- What is asked -
Reproduce verbatim the lines starting at the one that contains "Please provide the mask of every instance of the sandy" and ending at the final line of the rows below, both included.

═══ Provided data ═══

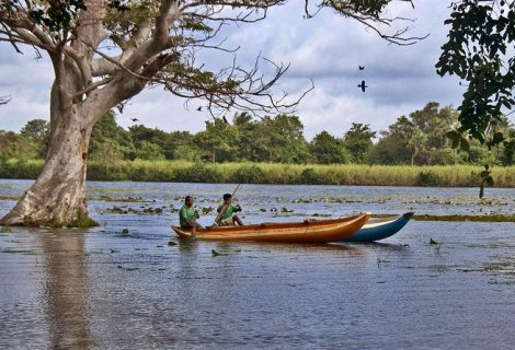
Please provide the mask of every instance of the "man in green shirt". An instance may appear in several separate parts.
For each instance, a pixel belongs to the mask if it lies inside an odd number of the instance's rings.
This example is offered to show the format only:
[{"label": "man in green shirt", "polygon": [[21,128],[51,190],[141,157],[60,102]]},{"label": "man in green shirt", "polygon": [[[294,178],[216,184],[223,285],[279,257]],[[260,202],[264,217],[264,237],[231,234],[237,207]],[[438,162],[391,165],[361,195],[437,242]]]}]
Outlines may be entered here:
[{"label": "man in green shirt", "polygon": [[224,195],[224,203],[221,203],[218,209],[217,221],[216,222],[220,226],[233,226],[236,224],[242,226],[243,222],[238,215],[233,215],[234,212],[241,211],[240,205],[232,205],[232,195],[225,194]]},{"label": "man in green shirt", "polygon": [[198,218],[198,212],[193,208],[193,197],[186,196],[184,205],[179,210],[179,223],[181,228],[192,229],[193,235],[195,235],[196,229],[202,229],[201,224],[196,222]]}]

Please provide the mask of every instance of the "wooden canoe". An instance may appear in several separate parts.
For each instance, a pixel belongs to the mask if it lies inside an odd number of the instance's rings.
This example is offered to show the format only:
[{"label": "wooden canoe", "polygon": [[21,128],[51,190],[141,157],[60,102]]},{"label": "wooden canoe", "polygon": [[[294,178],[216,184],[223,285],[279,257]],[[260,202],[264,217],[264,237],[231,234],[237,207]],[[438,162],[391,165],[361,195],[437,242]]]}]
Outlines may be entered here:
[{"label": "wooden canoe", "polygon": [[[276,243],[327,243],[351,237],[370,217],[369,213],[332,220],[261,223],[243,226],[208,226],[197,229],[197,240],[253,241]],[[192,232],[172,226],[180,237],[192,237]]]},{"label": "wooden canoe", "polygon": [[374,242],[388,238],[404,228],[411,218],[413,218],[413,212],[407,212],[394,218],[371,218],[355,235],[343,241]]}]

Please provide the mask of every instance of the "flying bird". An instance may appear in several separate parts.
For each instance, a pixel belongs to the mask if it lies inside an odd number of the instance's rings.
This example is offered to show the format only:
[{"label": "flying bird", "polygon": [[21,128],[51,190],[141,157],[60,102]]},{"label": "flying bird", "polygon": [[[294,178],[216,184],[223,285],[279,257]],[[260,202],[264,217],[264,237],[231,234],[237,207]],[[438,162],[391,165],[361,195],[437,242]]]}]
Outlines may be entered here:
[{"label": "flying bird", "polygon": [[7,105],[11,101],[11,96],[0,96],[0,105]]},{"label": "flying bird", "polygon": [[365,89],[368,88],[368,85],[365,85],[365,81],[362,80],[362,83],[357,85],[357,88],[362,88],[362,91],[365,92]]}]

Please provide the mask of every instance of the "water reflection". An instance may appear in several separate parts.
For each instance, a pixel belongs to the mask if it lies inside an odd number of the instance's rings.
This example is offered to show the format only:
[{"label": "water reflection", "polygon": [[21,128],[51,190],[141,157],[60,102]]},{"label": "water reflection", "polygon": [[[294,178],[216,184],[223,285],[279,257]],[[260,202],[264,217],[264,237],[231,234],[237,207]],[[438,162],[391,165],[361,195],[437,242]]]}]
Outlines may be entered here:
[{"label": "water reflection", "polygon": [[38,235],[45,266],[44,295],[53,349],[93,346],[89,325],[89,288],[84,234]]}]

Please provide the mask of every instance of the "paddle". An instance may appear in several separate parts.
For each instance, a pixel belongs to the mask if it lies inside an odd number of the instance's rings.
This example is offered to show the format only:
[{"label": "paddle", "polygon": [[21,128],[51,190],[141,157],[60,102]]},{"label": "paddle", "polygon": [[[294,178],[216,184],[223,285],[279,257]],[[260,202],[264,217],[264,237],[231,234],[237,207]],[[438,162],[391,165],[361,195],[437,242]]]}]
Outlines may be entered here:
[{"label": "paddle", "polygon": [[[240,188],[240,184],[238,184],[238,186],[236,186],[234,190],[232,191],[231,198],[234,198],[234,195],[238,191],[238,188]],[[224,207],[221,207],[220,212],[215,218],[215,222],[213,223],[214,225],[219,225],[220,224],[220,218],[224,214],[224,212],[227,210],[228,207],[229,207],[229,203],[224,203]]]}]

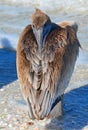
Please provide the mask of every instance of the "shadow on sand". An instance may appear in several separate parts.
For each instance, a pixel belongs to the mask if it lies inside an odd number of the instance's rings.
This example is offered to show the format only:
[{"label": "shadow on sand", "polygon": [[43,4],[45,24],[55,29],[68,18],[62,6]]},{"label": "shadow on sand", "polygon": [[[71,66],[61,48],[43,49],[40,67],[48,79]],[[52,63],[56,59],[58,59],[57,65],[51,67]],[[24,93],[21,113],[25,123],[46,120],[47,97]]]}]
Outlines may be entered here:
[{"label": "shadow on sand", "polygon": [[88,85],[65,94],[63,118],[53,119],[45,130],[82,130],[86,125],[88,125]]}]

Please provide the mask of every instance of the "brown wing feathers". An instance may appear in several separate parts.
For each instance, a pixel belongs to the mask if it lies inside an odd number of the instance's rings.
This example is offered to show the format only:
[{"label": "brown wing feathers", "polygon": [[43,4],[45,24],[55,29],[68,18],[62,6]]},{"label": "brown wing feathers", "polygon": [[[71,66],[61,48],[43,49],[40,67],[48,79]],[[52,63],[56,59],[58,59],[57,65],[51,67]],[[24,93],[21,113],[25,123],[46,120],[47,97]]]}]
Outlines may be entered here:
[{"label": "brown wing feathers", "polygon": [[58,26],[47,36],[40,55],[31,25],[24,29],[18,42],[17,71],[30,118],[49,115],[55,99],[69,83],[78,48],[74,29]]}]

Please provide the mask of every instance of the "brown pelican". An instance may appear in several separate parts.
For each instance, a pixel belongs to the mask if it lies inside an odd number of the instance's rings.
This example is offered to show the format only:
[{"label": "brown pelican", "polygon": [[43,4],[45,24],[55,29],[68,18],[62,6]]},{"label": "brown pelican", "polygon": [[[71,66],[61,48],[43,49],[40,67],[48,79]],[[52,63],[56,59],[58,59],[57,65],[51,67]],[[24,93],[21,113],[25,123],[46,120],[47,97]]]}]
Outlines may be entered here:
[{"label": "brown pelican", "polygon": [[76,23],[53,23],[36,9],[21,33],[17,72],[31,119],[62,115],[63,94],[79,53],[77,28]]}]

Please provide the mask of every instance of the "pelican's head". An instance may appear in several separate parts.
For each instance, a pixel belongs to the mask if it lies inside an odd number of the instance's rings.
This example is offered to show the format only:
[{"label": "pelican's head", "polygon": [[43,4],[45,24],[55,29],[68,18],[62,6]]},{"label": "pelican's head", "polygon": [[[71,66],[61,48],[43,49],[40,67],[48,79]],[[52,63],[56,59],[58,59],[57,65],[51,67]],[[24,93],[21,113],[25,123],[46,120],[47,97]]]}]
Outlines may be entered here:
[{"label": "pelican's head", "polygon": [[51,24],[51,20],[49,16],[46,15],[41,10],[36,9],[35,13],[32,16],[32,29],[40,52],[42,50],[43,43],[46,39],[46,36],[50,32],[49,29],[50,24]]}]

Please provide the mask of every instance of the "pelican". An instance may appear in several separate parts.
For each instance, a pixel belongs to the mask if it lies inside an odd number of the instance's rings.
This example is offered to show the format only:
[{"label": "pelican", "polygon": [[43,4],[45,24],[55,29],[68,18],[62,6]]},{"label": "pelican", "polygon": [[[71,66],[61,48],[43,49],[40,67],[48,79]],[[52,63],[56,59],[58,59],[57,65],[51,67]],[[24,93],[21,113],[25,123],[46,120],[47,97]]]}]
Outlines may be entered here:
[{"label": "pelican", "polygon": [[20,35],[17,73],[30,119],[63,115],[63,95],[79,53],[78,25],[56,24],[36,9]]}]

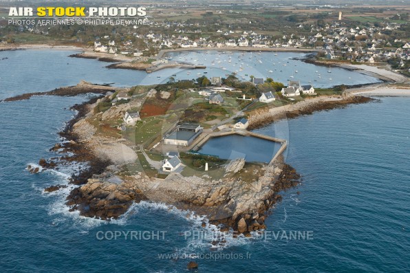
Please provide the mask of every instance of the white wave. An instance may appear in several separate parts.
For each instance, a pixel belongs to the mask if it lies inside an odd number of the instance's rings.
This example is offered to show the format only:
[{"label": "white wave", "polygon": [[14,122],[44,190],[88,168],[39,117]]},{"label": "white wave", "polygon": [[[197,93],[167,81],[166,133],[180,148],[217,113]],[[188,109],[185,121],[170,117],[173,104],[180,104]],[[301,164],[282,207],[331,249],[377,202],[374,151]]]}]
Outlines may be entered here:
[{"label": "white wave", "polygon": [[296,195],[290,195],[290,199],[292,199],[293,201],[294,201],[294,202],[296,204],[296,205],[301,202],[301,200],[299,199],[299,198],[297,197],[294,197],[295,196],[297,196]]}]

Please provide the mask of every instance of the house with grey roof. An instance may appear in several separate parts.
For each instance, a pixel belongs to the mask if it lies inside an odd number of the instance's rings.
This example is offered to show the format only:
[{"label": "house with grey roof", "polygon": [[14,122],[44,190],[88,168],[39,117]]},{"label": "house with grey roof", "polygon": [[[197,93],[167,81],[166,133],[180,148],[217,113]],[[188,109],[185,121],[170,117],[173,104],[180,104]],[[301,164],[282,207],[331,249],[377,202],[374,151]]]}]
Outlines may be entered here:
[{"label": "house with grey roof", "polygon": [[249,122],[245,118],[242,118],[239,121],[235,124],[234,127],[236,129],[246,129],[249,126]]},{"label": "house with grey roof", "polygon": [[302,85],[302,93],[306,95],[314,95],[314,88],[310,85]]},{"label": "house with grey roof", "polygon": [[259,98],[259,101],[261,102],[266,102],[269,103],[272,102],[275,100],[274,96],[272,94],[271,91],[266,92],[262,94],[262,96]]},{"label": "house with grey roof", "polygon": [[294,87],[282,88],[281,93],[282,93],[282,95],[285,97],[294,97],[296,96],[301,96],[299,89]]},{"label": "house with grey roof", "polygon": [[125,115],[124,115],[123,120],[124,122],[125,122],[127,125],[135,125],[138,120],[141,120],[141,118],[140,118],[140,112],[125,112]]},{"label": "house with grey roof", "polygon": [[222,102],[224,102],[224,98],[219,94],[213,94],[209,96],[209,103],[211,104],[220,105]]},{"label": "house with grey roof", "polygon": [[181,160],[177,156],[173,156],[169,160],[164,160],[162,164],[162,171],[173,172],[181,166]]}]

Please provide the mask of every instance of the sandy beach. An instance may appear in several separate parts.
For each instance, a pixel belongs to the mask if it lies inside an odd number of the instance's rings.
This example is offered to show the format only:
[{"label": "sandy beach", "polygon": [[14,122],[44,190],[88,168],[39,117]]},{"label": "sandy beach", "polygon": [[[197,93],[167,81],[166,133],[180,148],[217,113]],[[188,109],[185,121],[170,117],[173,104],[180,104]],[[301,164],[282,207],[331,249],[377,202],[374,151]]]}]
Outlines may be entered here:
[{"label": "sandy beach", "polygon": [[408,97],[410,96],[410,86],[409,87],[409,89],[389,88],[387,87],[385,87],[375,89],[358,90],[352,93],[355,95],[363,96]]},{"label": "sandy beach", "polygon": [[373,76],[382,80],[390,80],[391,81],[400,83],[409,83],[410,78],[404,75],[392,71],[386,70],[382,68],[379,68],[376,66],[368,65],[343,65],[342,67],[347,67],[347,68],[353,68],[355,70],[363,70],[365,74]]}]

═══

- Response for this exercise -
Please provide the mask of every instance of the sandy beach. An instance may appear in several separate parts.
For each instance, a pixel belongs to the mask if it lies inside an odd number of the instance's rings.
This example is offered to show the format only:
[{"label": "sandy beach", "polygon": [[14,122],[44,190],[88,168],[39,117]]},{"label": "sandy beach", "polygon": [[[197,93],[167,81],[166,133],[180,148],[217,113]],[[188,109],[185,121],[170,117],[173,104],[180,104]],[[301,164],[282,207],[331,249],[377,202],[374,151]]]}]
Outlines may be entered here:
[{"label": "sandy beach", "polygon": [[408,97],[410,96],[410,86],[409,87],[409,89],[389,88],[387,87],[385,87],[375,89],[358,90],[352,93],[355,95],[363,96]]},{"label": "sandy beach", "polygon": [[373,76],[382,80],[390,80],[391,81],[400,83],[409,83],[410,78],[404,75],[392,71],[386,70],[382,68],[379,68],[376,66],[368,65],[343,65],[342,67],[347,67],[347,68],[353,68],[355,70],[363,70],[365,74]]}]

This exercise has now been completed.